## DATA SUPPLIED

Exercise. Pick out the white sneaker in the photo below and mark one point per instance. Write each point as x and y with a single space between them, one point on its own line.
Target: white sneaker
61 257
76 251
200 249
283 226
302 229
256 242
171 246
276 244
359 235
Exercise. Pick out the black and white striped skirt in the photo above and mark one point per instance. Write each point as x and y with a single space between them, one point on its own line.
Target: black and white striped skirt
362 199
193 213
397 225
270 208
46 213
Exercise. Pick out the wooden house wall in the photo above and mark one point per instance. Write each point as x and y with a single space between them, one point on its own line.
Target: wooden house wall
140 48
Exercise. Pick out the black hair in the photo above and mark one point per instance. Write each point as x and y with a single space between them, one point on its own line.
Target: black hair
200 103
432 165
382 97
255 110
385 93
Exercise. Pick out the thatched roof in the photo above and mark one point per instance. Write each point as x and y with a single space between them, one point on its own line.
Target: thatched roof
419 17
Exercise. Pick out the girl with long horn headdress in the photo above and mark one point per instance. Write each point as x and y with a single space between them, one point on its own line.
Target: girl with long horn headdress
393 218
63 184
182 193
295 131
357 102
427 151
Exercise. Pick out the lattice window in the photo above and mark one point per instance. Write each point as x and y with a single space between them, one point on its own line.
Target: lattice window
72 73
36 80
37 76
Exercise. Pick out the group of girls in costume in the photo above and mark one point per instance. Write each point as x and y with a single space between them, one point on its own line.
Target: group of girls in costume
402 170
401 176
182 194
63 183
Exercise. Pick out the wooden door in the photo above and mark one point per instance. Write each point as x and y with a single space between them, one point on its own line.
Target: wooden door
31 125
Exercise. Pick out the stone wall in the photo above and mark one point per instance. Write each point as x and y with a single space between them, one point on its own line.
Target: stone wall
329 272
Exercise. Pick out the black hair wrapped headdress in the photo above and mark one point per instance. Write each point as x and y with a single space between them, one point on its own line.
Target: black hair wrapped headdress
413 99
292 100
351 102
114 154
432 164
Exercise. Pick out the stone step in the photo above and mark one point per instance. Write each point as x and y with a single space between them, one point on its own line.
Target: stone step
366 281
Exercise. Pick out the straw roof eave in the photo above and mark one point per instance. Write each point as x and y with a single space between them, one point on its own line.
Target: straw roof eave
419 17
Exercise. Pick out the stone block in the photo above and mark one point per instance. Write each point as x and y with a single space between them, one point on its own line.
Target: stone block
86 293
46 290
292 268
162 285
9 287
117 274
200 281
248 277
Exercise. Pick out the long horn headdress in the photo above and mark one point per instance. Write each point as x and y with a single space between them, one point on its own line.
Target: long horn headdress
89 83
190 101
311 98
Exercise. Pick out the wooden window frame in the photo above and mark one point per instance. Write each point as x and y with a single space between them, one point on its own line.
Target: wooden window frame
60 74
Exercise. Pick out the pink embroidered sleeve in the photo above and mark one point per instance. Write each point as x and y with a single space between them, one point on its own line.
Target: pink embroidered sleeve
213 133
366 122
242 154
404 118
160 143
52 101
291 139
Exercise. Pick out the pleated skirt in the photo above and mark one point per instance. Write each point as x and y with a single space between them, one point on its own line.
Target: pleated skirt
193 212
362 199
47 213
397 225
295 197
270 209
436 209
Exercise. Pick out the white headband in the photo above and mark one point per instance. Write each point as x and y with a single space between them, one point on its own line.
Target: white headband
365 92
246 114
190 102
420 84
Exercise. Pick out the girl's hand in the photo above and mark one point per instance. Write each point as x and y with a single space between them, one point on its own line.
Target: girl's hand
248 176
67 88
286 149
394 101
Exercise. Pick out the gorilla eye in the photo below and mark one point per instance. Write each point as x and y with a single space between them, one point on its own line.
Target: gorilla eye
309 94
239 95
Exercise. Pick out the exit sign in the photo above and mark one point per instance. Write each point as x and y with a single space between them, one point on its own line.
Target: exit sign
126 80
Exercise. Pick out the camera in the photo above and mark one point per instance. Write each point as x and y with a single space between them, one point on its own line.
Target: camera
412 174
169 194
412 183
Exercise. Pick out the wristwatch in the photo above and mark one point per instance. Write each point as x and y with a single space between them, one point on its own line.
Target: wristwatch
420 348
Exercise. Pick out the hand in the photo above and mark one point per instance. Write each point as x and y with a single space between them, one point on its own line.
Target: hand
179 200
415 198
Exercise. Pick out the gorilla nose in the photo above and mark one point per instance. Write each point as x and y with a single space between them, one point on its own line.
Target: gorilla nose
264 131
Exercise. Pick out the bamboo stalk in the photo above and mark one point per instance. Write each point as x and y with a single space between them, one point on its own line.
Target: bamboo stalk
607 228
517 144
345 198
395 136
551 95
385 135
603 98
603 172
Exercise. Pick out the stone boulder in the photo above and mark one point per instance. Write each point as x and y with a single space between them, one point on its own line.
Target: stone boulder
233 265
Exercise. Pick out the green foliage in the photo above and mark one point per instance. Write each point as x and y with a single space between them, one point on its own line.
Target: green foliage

## TASK INSTRUCTIONS
Convert every line of the rows above into a JSON list of strings, one string per line, leaving out blank lines.

## EXERCISE SOLUTION
[
  "Exercise. Pick out the white sneaker in the photo below and mark one point per instance. Write each point as x and y with a single space between them, one point on its own line.",
  "Target: white sneaker",
  "61 257",
  "76 251",
  "200 249",
  "283 226",
  "302 229",
  "256 242",
  "171 246",
  "276 244",
  "359 235",
  "Exercise. Pick out the black and white striped skirt in the photo above and mark one point per instance. Write each point as x and y with a single space between them, one point on its own line.",
  "Target: black and white striped skirt",
  "362 199",
  "193 213",
  "397 225",
  "270 208",
  "46 213",
  "Exercise. Pick out the wooden house wall in the photo above and mark one point per instance. Write each point as x and y with a single space between them, one point on its own line.",
  "Target: wooden house wall",
  "140 48",
  "Exercise. Pick out the black hair in the photo above and mark one point per instance. Write each point as x and y with a single space between them, one point on its own line.",
  "Target: black hair",
  "200 103",
  "432 165",
  "382 97",
  "255 110",
  "385 93",
  "Exercise. Pick out the thatched roof in the photo above and mark one point per instance. Write each point as x and y with a single space between them, one point on its own line.",
  "Target: thatched roof",
  "419 17",
  "Exercise. Pick out the girl with long horn headdress in the photo above and mark one point per instance. Write each point as x and y with a single space between them, one point on its own line.",
  "Target: girl with long horn headdress",
  "393 218",
  "63 184",
  "182 193",
  "295 131",
  "357 102",
  "427 151",
  "Exercise. Pick out the lattice window in the photo above and mark one point per instance. Write each point as x and y with a single space between them, one point on its own line.",
  "Target: lattice window",
  "72 73",
  "36 80",
  "37 76",
  "Exercise. Pick out the group of girls in costume in the photo above and mark one point per instance. Write each point as x and y with a single space between them, one point on its own line.",
  "Target: group of girls in costume",
  "402 170",
  "401 176",
  "182 194",
  "63 183",
  "Exercise. Pick out the wooden door in the photo above and mark one point per instance. Write each point as x and y with a single space between them, one point on its own line.",
  "Target: wooden door",
  "31 125",
  "Exercise. Pick out the stone wall in the photo above and mark one point per instance. Write each point as x and y with a single space between them, one point on its own line.",
  "Target: stone wall",
  "329 272",
  "Exercise. Pick out the black hair wrapped headdress in the photo above and mark one point per instance. Write each point as x and y with a single space between them, one point on its own line.",
  "Target: black hair wrapped headdress",
  "413 99",
  "292 100",
  "351 102",
  "114 154",
  "432 164",
  "Exercise. Pick out the stone step in the photo above and mark one point per instance. Write each point as x and y with a single space between them, one point on its own line.",
  "Target: stone step",
  "366 281",
  "Exercise. Pick out the straw roof eave in the photo above and mark one point per instance. Write each point as x and y with a single space between them, one point on its own line.",
  "Target: straw roof eave",
  "419 17",
  "Exercise. Pick out the stone block in the photo above and mark one point per instance. Write each point as x and y with a single space between them, one point on its own line.",
  "Target: stone block",
  "86 293",
  "46 290",
  "292 268",
  "162 285",
  "9 287",
  "117 274",
  "200 281",
  "248 277",
  "Exercise. Pick out the long horn headdress in the photo above and mark one point per instance. Write each point as x and y with a single space between them, one point on its own line.",
  "Target: long horn headdress",
  "89 83",
  "190 101",
  "311 98",
  "Exercise. Pick out the wooden window frame in the photo above and mark one point per instance. Write each point as x and y with a single space between them, one point on its own line.",
  "Target: wooden window frame",
  "60 74",
  "Exercise. Pick out the pink embroidered sleeve in the photo above and mark one point per instance. Write each point as x and y with a single space between them, one point on its own line.",
  "Target: pink embroidered sleeve",
  "213 133",
  "366 122",
  "242 154",
  "404 118",
  "160 143",
  "52 101",
  "291 139",
  "Exercise. Pick out the pleated skirt in the photo above and mark one point per instance. Write each point as x and y with a single space between them, one point on its own line.",
  "Target: pleated skirt",
  "193 212",
  "362 199",
  "47 213",
  "397 225",
  "295 197",
  "270 209",
  "436 209",
  "Exercise. Pick out the white headband in the photo above and mark one point per instance. Write each point as x and y with a single space between them, one point on its own line.",
  "Target: white headband",
  "365 92",
  "246 114",
  "190 102",
  "420 84",
  "Exercise. Pick out the girl's hand in the photo above and mark one point per instance. Write each point as x and y with a single space between them, one point on its own line.",
  "Target: girl's hand",
  "248 176",
  "67 88",
  "286 149",
  "394 101",
  "Exercise. Pick out the gorilla eye in the photo below and mark one point per instance. Write each point as x and y with a single space between them, one point on its own line.",
  "Target: gorilla eye",
  "309 94",
  "239 95",
  "Exercise. Pick out the exit sign in the photo above and mark one point per instance. Write each point as x and y with a single space between them, one point on its own line.",
  "Target: exit sign",
  "126 80",
  "Exercise. Pick out the camera in the photo above and mark one point per instance. Write each point as x and y with a single space between them, one point on its own line.",
  "Target: camera",
  "412 174",
  "169 194",
  "412 183",
  "Exercise. Pick out the wristwatch in the photo above and mark one point per instance. Write each point as x and y with a single space between them, one point on its own line.",
  "Target: wristwatch",
  "420 348",
  "Exercise. Pick out the hand in the photo above and mark one point per instance. Write each point as x and y with a single space between them, one point on its own line.",
  "Target: hand",
  "179 200",
  "415 198",
  "Exercise. Pick out the gorilla nose in the photo above and mark one point per instance. Write each point as x and y with a single space between them, one point on its own line.",
  "Target: gorilla nose",
  "264 131",
  "Exercise. Pick out the bamboo stalk in the photo above and mark one point per instance. Write each point as x and y with a single space between them, one point on its own line.",
  "Target: bamboo stalk",
  "607 228",
  "517 144",
  "345 198",
  "395 136",
  "551 95",
  "385 135",
  "603 98",
  "603 172",
  "Exercise. Pick out the stone boulder in the photo above and mark one point per instance. Write each point as x and y with a single space between them, one point on its own line.",
  "Target: stone boulder",
  "233 265",
  "Exercise. Pick out the green foliage in the photo above and mark one point per instance. Write each point as x and y with a single space between them, one point on its own line.",
  "Target: green foliage"
]